> [Data]
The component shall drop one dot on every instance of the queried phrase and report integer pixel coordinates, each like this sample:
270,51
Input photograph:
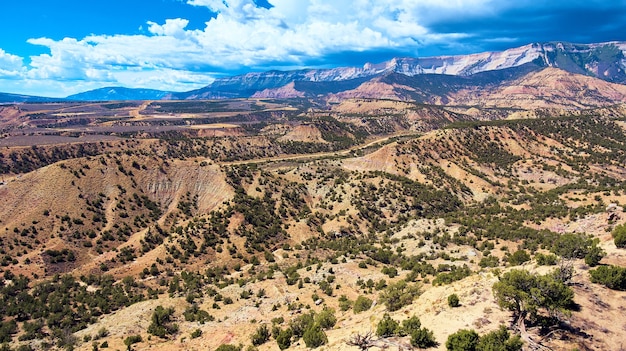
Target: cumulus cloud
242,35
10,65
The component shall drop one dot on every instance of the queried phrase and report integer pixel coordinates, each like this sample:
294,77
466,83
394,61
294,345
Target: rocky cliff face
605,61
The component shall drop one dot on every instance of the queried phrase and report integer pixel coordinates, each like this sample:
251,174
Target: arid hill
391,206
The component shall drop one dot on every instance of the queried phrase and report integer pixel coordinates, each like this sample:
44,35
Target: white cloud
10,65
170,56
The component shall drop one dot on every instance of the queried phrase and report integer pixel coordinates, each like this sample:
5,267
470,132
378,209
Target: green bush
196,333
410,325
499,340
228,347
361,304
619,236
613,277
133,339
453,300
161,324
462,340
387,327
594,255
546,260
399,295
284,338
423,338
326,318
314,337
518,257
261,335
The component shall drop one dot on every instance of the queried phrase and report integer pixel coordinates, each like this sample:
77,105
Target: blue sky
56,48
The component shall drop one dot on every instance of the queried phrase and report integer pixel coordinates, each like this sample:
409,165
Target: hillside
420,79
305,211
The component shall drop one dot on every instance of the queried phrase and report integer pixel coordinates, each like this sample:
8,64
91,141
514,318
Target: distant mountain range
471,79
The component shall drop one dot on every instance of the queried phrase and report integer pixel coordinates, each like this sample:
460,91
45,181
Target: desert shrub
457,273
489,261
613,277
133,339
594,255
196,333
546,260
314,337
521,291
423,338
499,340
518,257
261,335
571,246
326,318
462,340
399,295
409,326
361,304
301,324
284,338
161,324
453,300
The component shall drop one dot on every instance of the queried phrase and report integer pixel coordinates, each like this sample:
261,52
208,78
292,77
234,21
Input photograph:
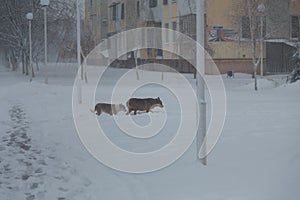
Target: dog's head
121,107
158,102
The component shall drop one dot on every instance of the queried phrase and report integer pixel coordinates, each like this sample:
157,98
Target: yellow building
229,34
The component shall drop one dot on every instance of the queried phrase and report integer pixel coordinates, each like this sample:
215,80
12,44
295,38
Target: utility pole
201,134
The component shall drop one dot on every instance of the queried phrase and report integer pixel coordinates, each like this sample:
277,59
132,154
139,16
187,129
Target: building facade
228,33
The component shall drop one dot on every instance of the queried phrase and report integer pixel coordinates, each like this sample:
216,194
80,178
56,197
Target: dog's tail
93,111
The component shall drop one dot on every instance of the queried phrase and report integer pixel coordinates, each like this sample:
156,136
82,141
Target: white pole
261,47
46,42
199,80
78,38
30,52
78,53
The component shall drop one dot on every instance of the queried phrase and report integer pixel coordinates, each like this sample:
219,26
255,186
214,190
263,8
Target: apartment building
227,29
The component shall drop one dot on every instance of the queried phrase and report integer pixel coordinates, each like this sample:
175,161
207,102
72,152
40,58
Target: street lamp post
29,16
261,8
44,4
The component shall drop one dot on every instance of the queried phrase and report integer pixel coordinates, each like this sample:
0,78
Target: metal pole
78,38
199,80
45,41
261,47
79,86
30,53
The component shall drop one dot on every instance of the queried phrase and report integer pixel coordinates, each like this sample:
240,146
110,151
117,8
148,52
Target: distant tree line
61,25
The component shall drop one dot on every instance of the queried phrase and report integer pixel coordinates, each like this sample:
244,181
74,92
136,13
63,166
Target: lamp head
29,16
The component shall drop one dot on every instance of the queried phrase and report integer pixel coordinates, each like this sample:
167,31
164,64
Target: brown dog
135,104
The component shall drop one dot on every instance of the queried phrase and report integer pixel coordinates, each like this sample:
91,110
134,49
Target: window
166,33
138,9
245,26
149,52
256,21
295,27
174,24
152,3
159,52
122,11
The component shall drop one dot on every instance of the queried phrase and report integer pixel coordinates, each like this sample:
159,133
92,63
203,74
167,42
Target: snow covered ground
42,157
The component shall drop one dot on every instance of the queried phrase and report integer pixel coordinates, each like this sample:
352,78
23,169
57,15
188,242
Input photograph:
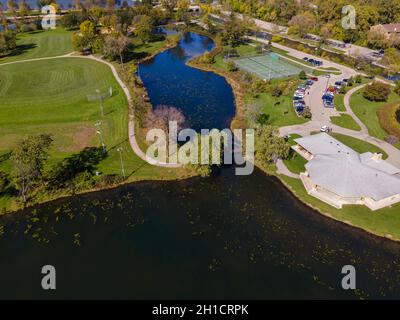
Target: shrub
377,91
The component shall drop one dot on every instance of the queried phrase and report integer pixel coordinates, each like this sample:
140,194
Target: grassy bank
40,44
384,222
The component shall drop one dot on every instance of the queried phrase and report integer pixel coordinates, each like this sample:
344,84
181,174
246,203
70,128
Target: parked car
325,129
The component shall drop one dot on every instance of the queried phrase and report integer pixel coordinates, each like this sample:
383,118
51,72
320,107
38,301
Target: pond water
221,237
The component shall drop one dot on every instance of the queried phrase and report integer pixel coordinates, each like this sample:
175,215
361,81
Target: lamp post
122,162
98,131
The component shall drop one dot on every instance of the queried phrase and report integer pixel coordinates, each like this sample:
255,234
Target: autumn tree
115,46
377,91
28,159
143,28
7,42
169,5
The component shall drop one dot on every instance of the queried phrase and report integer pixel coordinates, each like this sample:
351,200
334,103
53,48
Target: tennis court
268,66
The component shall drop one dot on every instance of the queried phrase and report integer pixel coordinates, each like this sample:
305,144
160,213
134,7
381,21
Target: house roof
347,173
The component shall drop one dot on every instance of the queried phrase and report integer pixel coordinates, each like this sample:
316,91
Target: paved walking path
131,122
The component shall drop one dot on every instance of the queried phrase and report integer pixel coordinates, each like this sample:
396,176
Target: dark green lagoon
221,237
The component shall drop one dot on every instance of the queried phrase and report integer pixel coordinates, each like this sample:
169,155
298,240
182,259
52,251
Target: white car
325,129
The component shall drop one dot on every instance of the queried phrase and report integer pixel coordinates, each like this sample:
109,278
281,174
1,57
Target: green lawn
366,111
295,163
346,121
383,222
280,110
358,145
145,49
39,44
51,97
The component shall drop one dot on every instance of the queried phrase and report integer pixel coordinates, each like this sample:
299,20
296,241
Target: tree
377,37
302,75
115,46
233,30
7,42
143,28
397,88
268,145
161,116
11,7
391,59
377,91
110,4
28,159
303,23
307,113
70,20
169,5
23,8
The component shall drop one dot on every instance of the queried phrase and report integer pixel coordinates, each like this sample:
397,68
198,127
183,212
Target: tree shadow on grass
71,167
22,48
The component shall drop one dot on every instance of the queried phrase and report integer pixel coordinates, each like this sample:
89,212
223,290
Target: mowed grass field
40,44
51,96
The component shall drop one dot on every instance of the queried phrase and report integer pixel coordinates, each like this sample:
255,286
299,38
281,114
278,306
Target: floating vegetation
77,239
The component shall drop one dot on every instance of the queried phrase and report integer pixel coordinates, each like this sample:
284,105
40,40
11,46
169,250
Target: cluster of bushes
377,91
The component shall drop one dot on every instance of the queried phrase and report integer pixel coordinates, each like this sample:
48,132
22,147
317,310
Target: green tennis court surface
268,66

> [What you will do]
Restate each entry word for word; pictures stay out of the copy.

> [Output of the task]
The component shall drop one dot on every instance of the queried phrase and report integer pixel coordinates, each like this sample:
270,51
Input photograph:
Target: cumulus cloud
242,35
10,65
The component shall drop one dot on every instance of the queried phrase and report integer pixel coordinates, each like this sample:
294,77
466,83
394,61
294,345
Target: rocky cliff face
605,61
The component shall drop one dot on every instance of the queried phrase and report integer pixel coordinates, each like this sample:
251,174
Target: arid hill
391,206
The component shall drop one dot on every instance of the queried phrase and report integer pixel coordinates, each like this sample:
44,35
Target: white cloud
10,65
170,56
The component shall drop one dot on every instance of the queried phrase and report integer pixel coordinates, each like this sample:
5,267
470,132
378,209
Target: green bush
196,333
410,325
499,340
228,347
361,304
619,236
613,277
133,339
453,300
161,324
462,340
387,327
594,255
546,260
399,295
284,338
423,338
326,318
314,337
518,257
261,335
The component shall drop one dot on every instance of the queried phrase and report integer pixel coordinates, each like this sample:
77,105
Target: blue sky
56,48
The component shall drop one dot on every instance of the queried phrase and report integer pixel coordinates, each like this sample:
409,165
Target: hillside
420,79
305,211
The component shall drop one dot on every instance of the queried phrase and report integer pixel coordinates, each like this sample:
8,64
91,141
514,318
Target: distant mountain range
471,79
The component shall drop one dot on every instance of the queried phrase and report integer pixel coordinates, each like this sample:
460,91
45,181
Target: desert shrub
457,273
489,261
613,277
133,339
594,255
196,333
546,260
314,337
521,291
423,338
499,340
518,257
261,335
571,246
326,318
462,340
399,295
409,326
361,304
301,324
284,338
161,324
453,300
The component shall drop one dot on every instance of the queried phrase and report integer pixel coordinates, each like this sample:
261,52
208,78
292,77
234,21
Input photograph:
Target: dog's head
121,107
158,102
The component shall drop one dot on every instance of the queried phrase and report integer pixel coordinates, each like this sample:
157,98
Target: yellow building
229,34
The component shall drop one dot on every instance of the queried phrase and report integer pixel coordinates, each like this sample:
215,80
12,44
295,38
Target: utility pole
201,134
The component shall drop one dot on every instance of the queried phrase and report integer pixel coordinates, each like this sample:
277,59
132,154
139,16
187,129
Target: building facade
228,33
The component shall drop one dot on every instance of the queried phrase and report integer pixel coordinates, each like this sample:
216,194
80,178
56,197
Target: dog's tail
93,111
The component shall drop one dot on every instance of the queried phrase and report integer pixel coordinates, each like this sample:
156,136
82,141
Target: white pole
261,47
46,42
199,80
78,38
30,52
78,53
The component shall drop one dot on every instance of the queried phrase and report integer pixel coordinates, each like this sample:
219,26
255,186
214,190
263,8
Target: apartment building
227,29
The component shall drop one dot on every instance of the queried phrase and report integer pixel coordinates, each like this sample:
175,161
207,102
72,152
40,58
Target: street lamp post
29,16
261,8
44,4
The component shall drop one dot on every instance of the queried phrase and report integer pixel coordinates, each like this sample:
0,78
Target: metal pole
78,38
199,80
45,41
261,47
79,86
30,53
The component shall drop one dot on every instance of the queried phrase and report integer pixel coordinates, each like this sample:
240,146
110,151
117,8
148,52
Target: distant tree line
61,25
The component shall drop one dot on every instance of the queried phrase and report integer pixel coordinates, each like this sample:
244,181
74,92
136,13
63,166
Target: lamp head
29,16
The component shall drop one dot on every instance of the queried phrase and report integer pixel coordinates, each like this sample:
167,31
164,64
Target: brown dog
135,104
The component shall drop one dot on every instance of the queried phrase and report integer pixel coordinates, each like this sample:
91,110
134,49
Target: window
166,33
138,9
245,26
149,52
256,21
295,27
174,24
152,3
159,52
122,11
The component shall drop one dot on every instance of the queried phrase and report integer pixel coordinates, each like this sample:
159,133
92,63
203,74
167,42
Target: snow covered ground
42,157
The component shall drop one dot on every instance of the queried phrase and report integer pixel coordinates, each like this sample:
352,78
23,169
57,15
188,242
Input photograph:
Target: shrub
377,91
The component shall drop one dot on every instance of the queried phrase and report integer pixel coordinates, each like this sample:
140,194
Target: grassy bank
40,44
384,222
The component shall drop one dot on every instance of the queried phrase and report integer pixel coordinates, each like this sample:
344,84
181,174
246,203
70,128
Target: parked car
325,129
The component shall drop one dot on every instance of the queried phrase and report integer pixel coordinates, each like this sample:
383,118
51,72
320,107
38,301
Target: pond water
221,237
The component shall drop one dot on every instance of the queried phrase and report integer pixel coordinates, each like this sample:
175,215
361,81
Target: lamp post
122,162
98,131
The component shall drop one dot on every instance of the queried phrase and report integer pixel coordinates, each like this sample:
255,234
Target: autumn tree
115,46
377,91
28,159
143,28
7,42
169,5
The component shall drop one dot on every instance of the queried phrase and report integer pixel coordinates, each like this sample:
351,200
334,103
53,48
Target: tennis court
268,66
The component shall drop one dot on every instance of the queried phrase and report integer pixel coordinates, each like this sample:
305,144
160,213
134,7
381,21
Target: house roof
347,173
The component shall drop one dot on every instance of the queried phrase and report integer pixel coordinates, each like this sample:
316,91
Target: paved walking path
131,122
The component shall drop one dot on every instance of the queried phrase and report integer pixel coordinates, each like this sample:
396,176
Target: dark green lagoon
221,237
The component shall drop one dot on every instance of the queried phrase and report integer pixel coordinates, each like this sample:
169,155
298,240
182,259
52,251
Target: white car
325,129
The component shall drop one dot on every instance of the queried phrase and report integer pixel coordinates, each like this sample:
109,278
281,174
1,57
Target: green lawn
366,111
295,163
346,121
383,222
280,110
358,145
145,49
39,44
51,97
The component shall drop one dot on every instance of the queried phrase and report integer pixel coordinates, each like this sample:
299,20
296,241
Target: tree
377,37
302,75
115,46
233,30
7,42
143,28
397,88
268,145
161,116
11,7
391,59
377,91
110,4
28,159
303,23
307,113
70,20
169,5
23,8
The component shall drop one dot on every instance of the queried phrase and report integer pixel coordinates, each like this sample:
397,68
198,127
183,212
Target: tree shadow on grass
71,167
22,48
The component shall drop one dot on every instance of the queried phrase and report integer pixel coordinates, each like this sample:
89,212
223,290
Target: mowed grass field
40,44
51,96
The component shall drop one dot on every instance of the queried phrase and report integer pixel coordinates, each like this sample:
255,286
299,38
281,114
278,306
Target: floating vegetation
77,239
The component shall drop one dot on every instance of the queried phrase and report integer pixel coordinates, each like this sample:
284,105
40,40
11,46
169,250
Target: cluster of bushes
377,91
The component shall drop one dot on every instance of the queried phrase and report integer pixel coordinates, each like this sample:
48,132
22,147
317,310
Target: green tennis court surface
268,66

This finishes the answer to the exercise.